◆ **Goal**
Copy the entries word for word from their start through the line holding "[(100, 393)]", inclusive, and omit the pictures.

Location identification items
============================================================

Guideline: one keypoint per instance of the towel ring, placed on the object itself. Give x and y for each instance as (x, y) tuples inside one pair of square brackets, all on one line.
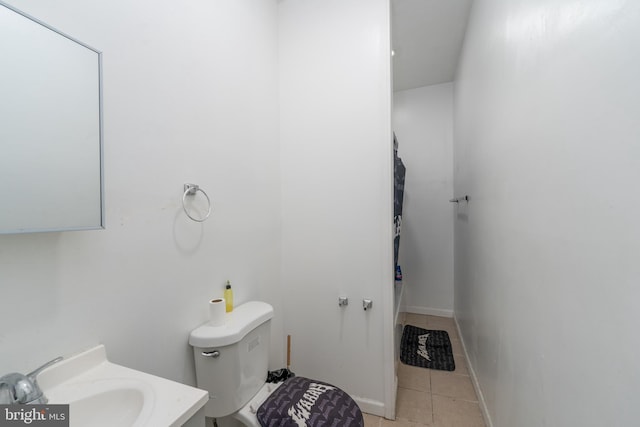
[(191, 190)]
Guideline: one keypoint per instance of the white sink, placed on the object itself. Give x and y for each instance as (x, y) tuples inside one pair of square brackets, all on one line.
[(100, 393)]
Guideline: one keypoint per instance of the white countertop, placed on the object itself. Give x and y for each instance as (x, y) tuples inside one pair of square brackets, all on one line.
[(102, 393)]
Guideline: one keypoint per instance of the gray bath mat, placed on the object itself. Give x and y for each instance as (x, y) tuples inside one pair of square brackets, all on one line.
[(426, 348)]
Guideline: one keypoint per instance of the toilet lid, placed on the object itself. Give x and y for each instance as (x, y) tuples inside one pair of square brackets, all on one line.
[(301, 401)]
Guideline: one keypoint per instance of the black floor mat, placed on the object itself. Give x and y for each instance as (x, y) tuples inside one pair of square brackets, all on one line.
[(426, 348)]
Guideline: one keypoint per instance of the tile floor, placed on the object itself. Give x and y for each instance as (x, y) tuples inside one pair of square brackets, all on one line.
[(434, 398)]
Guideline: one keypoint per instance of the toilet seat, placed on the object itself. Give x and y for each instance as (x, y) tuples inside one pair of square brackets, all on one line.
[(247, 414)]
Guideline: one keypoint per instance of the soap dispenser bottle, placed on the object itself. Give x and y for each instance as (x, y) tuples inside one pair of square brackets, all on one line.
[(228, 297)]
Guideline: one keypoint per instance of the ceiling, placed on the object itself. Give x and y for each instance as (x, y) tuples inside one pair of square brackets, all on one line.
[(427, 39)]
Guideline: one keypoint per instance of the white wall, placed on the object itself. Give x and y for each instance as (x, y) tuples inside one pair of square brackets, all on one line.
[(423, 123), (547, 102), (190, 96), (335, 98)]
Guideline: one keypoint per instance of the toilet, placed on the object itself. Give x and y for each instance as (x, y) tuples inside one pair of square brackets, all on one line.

============================================================

◆ **Answer for this exercise**
Guideline: one keypoint per instance of the towel ring, placed on the object itself. Give x and y for each instance as (x, y) tuples inside one pair of square brackets, all on one line.
[(191, 190)]
Guideline: one keypoint per instance of the white sink, placed on the object itself. Give x and y for each instance as (x, y) tuples inside one pair of square brackets, all on one line.
[(100, 393)]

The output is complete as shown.